*Provided records*
⁂

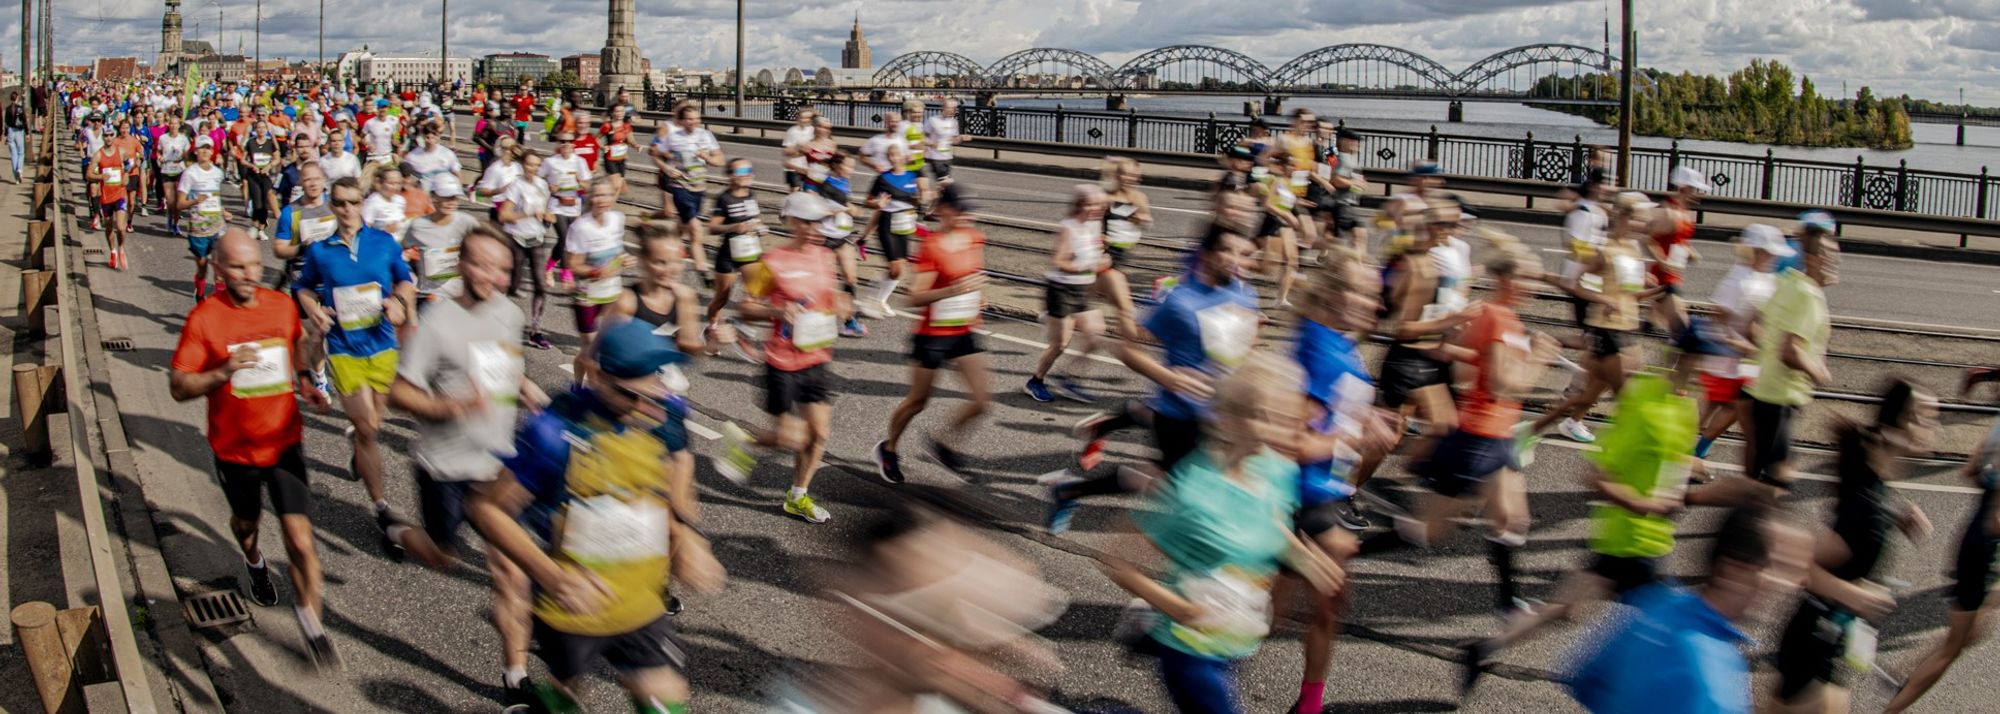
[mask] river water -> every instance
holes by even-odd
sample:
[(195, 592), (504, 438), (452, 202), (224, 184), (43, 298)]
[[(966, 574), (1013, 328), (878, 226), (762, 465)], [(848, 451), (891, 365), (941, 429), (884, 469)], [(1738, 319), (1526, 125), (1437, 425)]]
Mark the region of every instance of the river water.
[[(1128, 104), (1141, 114), (1207, 117), (1209, 112), (1214, 112), (1217, 118), (1240, 118), (1243, 116), (1243, 103), (1258, 99), (1259, 97), (1247, 96), (1133, 97)], [(1104, 105), (1094, 98), (1056, 100), (1001, 97), (999, 99), (1002, 107), (1020, 109), (1053, 109), (1058, 103), (1081, 111), (1097, 111), (1104, 108)], [(1440, 133), (1462, 136), (1519, 139), (1532, 131), (1538, 141), (1569, 141), (1573, 137), (1581, 136), (1585, 143), (1607, 145), (1618, 143), (1618, 131), (1614, 127), (1604, 126), (1579, 116), (1520, 104), (1466, 102), (1465, 121), (1459, 124), (1445, 121), (1448, 105), (1437, 101), (1327, 97), (1293, 97), (1286, 100), (1286, 112), (1297, 107), (1309, 107), (1322, 118), (1344, 119), (1348, 126), (1362, 130), (1420, 132), (1429, 131), (1432, 125), (1436, 125)], [(1909, 161), (1910, 168), (1913, 169), (1979, 173), (1981, 167), (1992, 166), (1996, 171), (2000, 171), (2000, 127), (1966, 127), (1965, 146), (1955, 144), (1958, 127), (1954, 125), (1912, 124), (1910, 132), (1912, 138), (1916, 140), (1916, 146), (1902, 151), (1818, 149), (1695, 140), (1682, 141), (1681, 148), (1747, 155), (1762, 155), (1765, 149), (1770, 149), (1781, 158), (1852, 163), (1855, 157), (1859, 156), (1870, 165)], [(1653, 136), (1634, 136), (1632, 141), (1638, 146), (1659, 148), (1666, 148), (1673, 143), (1671, 139)], [(1449, 170), (1449, 167), (1446, 170)]]

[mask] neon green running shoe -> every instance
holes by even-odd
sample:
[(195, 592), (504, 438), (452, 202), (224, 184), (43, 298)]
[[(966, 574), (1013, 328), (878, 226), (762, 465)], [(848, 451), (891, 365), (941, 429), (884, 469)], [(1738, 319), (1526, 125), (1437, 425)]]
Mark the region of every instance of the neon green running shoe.
[(798, 516), (807, 523), (825, 523), (826, 519), (833, 517), (819, 504), (813, 503), (812, 496), (803, 494), (798, 498), (785, 497), (785, 513)]
[(722, 458), (715, 460), (715, 470), (738, 486), (750, 481), (750, 472), (757, 470), (757, 455), (750, 453), (750, 434), (743, 427), (722, 425)]

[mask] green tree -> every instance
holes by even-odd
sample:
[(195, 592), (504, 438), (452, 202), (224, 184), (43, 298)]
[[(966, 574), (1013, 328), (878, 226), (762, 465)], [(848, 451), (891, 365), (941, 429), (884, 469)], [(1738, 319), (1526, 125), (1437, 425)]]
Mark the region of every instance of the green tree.
[(541, 84), (549, 89), (576, 89), (583, 86), (583, 81), (577, 78), (575, 72), (557, 70), (543, 77)]

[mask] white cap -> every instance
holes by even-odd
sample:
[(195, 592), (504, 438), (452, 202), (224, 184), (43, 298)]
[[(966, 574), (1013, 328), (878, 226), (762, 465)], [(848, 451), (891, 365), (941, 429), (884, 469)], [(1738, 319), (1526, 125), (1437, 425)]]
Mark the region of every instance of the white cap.
[(819, 219), (819, 235), (827, 240), (841, 240), (854, 235), (854, 217), (835, 213)]
[(464, 198), (465, 184), (459, 183), (457, 176), (448, 173), (438, 174), (431, 177), (431, 195), (438, 198)]
[(1703, 193), (1715, 190), (1715, 186), (1708, 183), (1708, 177), (1701, 175), (1701, 172), (1696, 171), (1693, 166), (1674, 167), (1674, 176), (1667, 181), (1667, 185), (1674, 188), (1686, 186)]
[(1628, 211), (1650, 211), (1660, 206), (1660, 204), (1654, 203), (1651, 197), (1648, 197), (1641, 191), (1620, 193), (1613, 203)]
[(194, 138), (194, 145), (197, 147), (206, 146), (213, 149), (215, 148), (215, 140), (209, 138), (207, 134), (202, 134)]
[(1762, 223), (1752, 223), (1743, 227), (1743, 237), (1738, 239), (1745, 247), (1760, 250), (1780, 258), (1790, 258), (1797, 254), (1790, 243), (1785, 242), (1785, 234)]
[(784, 216), (801, 221), (817, 221), (833, 215), (833, 206), (818, 194), (799, 191), (785, 197)]

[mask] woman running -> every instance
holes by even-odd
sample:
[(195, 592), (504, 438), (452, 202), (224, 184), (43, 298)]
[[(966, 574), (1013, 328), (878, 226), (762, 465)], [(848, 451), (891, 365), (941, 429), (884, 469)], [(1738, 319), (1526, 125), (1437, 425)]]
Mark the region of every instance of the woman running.
[[(826, 117), (820, 117), (819, 121), (826, 121)], [(859, 273), (856, 272), (861, 264), (860, 239), (855, 237), (854, 206), (850, 203), (852, 200), (850, 190), (854, 185), (854, 158), (835, 151), (827, 156), (823, 168), (815, 167), (813, 170), (816, 173), (808, 173), (804, 179), (806, 190), (825, 198), (834, 212), (831, 218), (821, 222), (819, 234), (826, 240), (827, 249), (833, 251), (834, 260), (840, 266), (840, 289), (846, 292), (848, 297), (854, 298), (858, 296), (857, 288), (861, 284)], [(840, 336), (867, 337), (868, 326), (861, 322), (859, 315), (850, 316), (841, 324)]]
[(715, 246), (715, 295), (709, 298), (706, 314), (710, 325), (719, 323), (722, 309), (729, 306), (739, 269), (764, 257), (764, 219), (750, 189), (755, 180), (749, 159), (731, 159), (729, 187), (715, 194), (708, 230), (721, 235), (722, 242)]
[[(1591, 251), (1583, 261), (1583, 272), (1571, 285), (1585, 302), (1583, 326), (1588, 347), (1585, 354), (1590, 357), (1584, 363), (1587, 379), (1583, 389), (1542, 414), (1522, 432), (1523, 453), (1532, 452), (1542, 431), (1556, 422), (1567, 426), (1575, 423), (1567, 419), (1580, 421), (1598, 399), (1624, 388), (1625, 375), (1645, 365), (1645, 355), (1633, 338), (1639, 330), (1639, 303), (1660, 292), (1659, 287), (1648, 285), (1646, 248), (1641, 242), (1655, 208), (1645, 194), (1636, 191), (1621, 193), (1612, 203), (1611, 235)], [(1595, 440), (1594, 436), (1578, 439), (1567, 430), (1564, 434), (1576, 441)], [(1525, 468), (1531, 462), (1531, 458), (1523, 458), (1521, 466)]]
[(165, 197), (162, 201), (167, 209), (167, 232), (181, 233), (180, 181), (181, 172), (187, 170), (189, 152), (194, 147), (194, 129), (186, 124), (175, 127), (160, 137), (155, 151), (160, 160), (160, 187)]
[(1901, 714), (1916, 704), (1966, 650), (1992, 630), (1993, 608), (1989, 605), (1994, 601), (1989, 596), (1994, 584), (2000, 583), (2000, 464), (1996, 459), (2000, 459), (2000, 424), (1987, 433), (1978, 453), (1965, 462), (1966, 477), (1979, 488), (1979, 502), (1958, 539), (1958, 562), (1952, 569), (1956, 582), (1945, 612), (1944, 639), (1918, 662), (1883, 714)]
[(1757, 351), (1753, 329), (1758, 312), (1777, 290), (1778, 260), (1797, 253), (1785, 244), (1783, 233), (1761, 223), (1743, 229), (1738, 251), (1743, 260), (1722, 276), (1709, 297), (1714, 311), (1695, 321), (1693, 328), (1700, 331), (1702, 342), (1715, 346), (1710, 351), (1718, 353), (1704, 356), (1701, 363), (1701, 437), (1694, 447), (1695, 458), (1700, 459), (1708, 458), (1715, 440), (1730, 426), (1749, 423), (1742, 414), (1748, 408), (1742, 400), (1743, 387), (1756, 378), (1757, 362), (1743, 356)]
[(1139, 189), (1139, 162), (1122, 156), (1104, 161), (1100, 182), (1104, 185), (1104, 252), (1111, 255), (1111, 267), (1097, 274), (1097, 291), (1111, 301), (1117, 311), (1118, 330), (1125, 339), (1138, 334), (1137, 310), (1132, 307), (1132, 284), (1125, 275), (1125, 253), (1139, 247), (1141, 234), (1153, 225), (1152, 203)]
[[(542, 155), (523, 154), (520, 163), (520, 173), (494, 196), (493, 210), (506, 226), (507, 237), (513, 239), (514, 272), (507, 276), (507, 297), (519, 297), (522, 282), (534, 290), (528, 313), (528, 344), (546, 350), (551, 345), (542, 332), (542, 309), (548, 304), (549, 292), (548, 284), (537, 273), (548, 258), (549, 225), (555, 223), (556, 216), (549, 211), (549, 182), (540, 173)], [(523, 273), (527, 274), (525, 281)]]
[[(587, 345), (597, 335), (598, 313), (624, 294), (624, 271), (633, 262), (625, 252), (625, 214), (618, 210), (618, 186), (610, 178), (590, 182), (590, 204), (570, 219), (563, 252), (569, 270), (582, 279), (574, 314), (577, 339)], [(579, 351), (575, 372), (579, 379), (589, 364)]]
[(1264, 254), (1264, 274), (1268, 276), (1274, 268), (1277, 270), (1278, 309), (1290, 310), (1292, 280), (1299, 271), (1299, 215), (1295, 211), (1299, 199), (1286, 178), (1291, 175), (1291, 155), (1271, 154), (1270, 163), (1270, 172), (1251, 188), (1264, 208), (1264, 223), (1257, 229), (1257, 249)]
[[(1042, 321), (1048, 326), (1044, 339), (1048, 347), (1035, 363), (1034, 376), (1022, 387), (1035, 401), (1055, 401), (1047, 379), (1064, 357), (1072, 336), (1083, 344), (1070, 359), (1087, 366), (1091, 355), (1097, 352), (1098, 338), (1104, 332), (1104, 316), (1090, 306), (1090, 286), (1097, 284), (1098, 273), (1111, 266), (1111, 257), (1104, 254), (1105, 203), (1104, 189), (1096, 184), (1078, 185), (1070, 200), (1069, 216), (1056, 226), (1055, 252), (1050, 256), (1053, 265), (1048, 272), (1048, 294), (1042, 308)], [(1056, 389), (1064, 397), (1084, 404), (1097, 401), (1069, 376), (1057, 378)]]
[(916, 237), (917, 226), (922, 222), (917, 207), (925, 202), (924, 195), (928, 193), (927, 181), (911, 168), (914, 162), (901, 144), (889, 145), (888, 158), (889, 170), (876, 174), (875, 184), (868, 189), (868, 205), (875, 209), (875, 215), (868, 220), (875, 228), (882, 258), (889, 261), (889, 272), (876, 281), (874, 294), (857, 303), (858, 310), (877, 320), (894, 313), (889, 298), (896, 294), (896, 283), (903, 279), (910, 239)]
[(957, 445), (965, 443), (973, 423), (986, 414), (993, 400), (985, 350), (972, 334), (985, 306), (980, 291), (987, 283), (986, 234), (975, 226), (972, 205), (956, 189), (941, 192), (934, 210), (939, 232), (919, 248), (916, 277), (911, 279), (907, 298), (911, 310), (923, 313), (916, 334), (910, 337), (910, 360), (914, 363), (910, 366), (910, 392), (890, 415), (888, 435), (875, 445), (877, 472), (892, 484), (903, 482), (902, 460), (896, 451), (903, 431), (930, 405), (931, 386), (946, 363), (965, 378), (971, 396), (971, 401), (952, 416), (951, 424), (929, 440), (931, 456), (953, 475), (967, 478), (965, 457)]

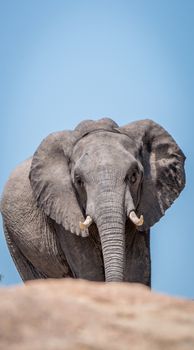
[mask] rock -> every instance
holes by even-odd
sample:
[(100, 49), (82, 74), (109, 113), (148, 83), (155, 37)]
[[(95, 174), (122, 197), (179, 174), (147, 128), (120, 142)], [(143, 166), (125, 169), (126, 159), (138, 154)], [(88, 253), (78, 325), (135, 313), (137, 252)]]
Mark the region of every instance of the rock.
[(142, 285), (36, 280), (0, 290), (1, 350), (191, 350), (194, 303)]

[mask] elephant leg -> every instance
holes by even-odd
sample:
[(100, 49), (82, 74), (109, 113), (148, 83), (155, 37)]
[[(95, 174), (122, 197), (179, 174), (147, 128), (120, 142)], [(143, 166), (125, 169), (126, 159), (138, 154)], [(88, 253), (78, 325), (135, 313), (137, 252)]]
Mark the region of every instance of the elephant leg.
[(78, 237), (58, 226), (61, 249), (74, 278), (104, 281), (101, 244), (95, 227), (90, 227), (89, 237)]
[(151, 287), (150, 231), (126, 230), (125, 281)]
[(23, 281), (47, 278), (47, 276), (38, 271), (31, 262), (22, 254), (17, 245), (12, 241), (8, 229), (4, 225), (4, 233), (7, 241), (7, 245), (12, 256), (12, 259), (16, 265), (16, 268)]

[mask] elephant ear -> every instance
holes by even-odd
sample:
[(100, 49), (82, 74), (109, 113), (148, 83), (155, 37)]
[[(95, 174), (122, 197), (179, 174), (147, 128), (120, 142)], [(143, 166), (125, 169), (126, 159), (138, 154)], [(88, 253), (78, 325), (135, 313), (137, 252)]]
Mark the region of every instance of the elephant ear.
[(75, 142), (73, 132), (50, 134), (35, 152), (29, 179), (38, 203), (45, 214), (66, 230), (83, 235), (79, 221), (83, 221), (68, 167)]
[(133, 122), (119, 131), (132, 138), (144, 168), (138, 215), (147, 230), (164, 215), (185, 185), (185, 156), (169, 133), (151, 120)]

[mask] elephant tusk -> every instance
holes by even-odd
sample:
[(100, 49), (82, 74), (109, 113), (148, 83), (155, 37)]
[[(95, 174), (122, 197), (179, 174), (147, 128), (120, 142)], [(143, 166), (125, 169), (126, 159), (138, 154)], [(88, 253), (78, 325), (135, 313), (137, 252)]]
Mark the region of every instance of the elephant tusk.
[(80, 227), (80, 230), (85, 230), (86, 228), (88, 228), (91, 224), (92, 224), (92, 218), (91, 216), (87, 216), (86, 220), (84, 222), (81, 222), (79, 223), (79, 227)]
[(143, 219), (143, 215), (140, 216), (140, 218), (138, 218), (138, 216), (136, 215), (136, 213), (134, 212), (134, 210), (132, 210), (129, 213), (129, 219), (134, 223), (134, 225), (136, 226), (142, 226), (144, 223), (144, 219)]

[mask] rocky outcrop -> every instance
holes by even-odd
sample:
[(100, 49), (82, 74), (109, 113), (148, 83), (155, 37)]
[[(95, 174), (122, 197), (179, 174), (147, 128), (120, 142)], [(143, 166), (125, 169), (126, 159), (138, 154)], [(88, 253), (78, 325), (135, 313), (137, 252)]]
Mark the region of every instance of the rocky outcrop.
[(0, 290), (1, 350), (191, 350), (194, 303), (127, 283), (37, 280)]

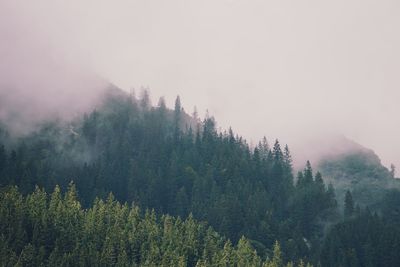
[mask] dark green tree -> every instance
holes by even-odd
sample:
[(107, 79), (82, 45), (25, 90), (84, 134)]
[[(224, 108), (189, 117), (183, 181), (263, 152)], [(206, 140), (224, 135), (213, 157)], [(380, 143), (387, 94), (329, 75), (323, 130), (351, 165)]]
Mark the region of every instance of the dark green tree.
[(354, 213), (354, 201), (353, 196), (351, 195), (350, 191), (346, 191), (346, 196), (344, 198), (344, 217), (350, 218), (353, 216)]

⁂

*Assigned task*
Transcribe, word for word, every line from the one containing "[mask] dark green tree -> every instance" through the final line of the entries, and nothing else.

*Solution to this task*
[mask] dark green tree -> every instance
holes by even-odd
sample:
[(107, 79), (82, 45), (25, 90), (84, 134)]
[[(224, 108), (189, 117), (183, 181), (263, 152)], [(206, 140), (224, 135), (213, 157)], [(380, 143), (387, 94), (329, 75), (323, 130), (351, 165)]]
Mark the region of every instance of the dark green tree.
[(354, 213), (354, 201), (353, 196), (351, 195), (350, 191), (346, 191), (346, 196), (344, 198), (344, 217), (350, 218), (353, 216)]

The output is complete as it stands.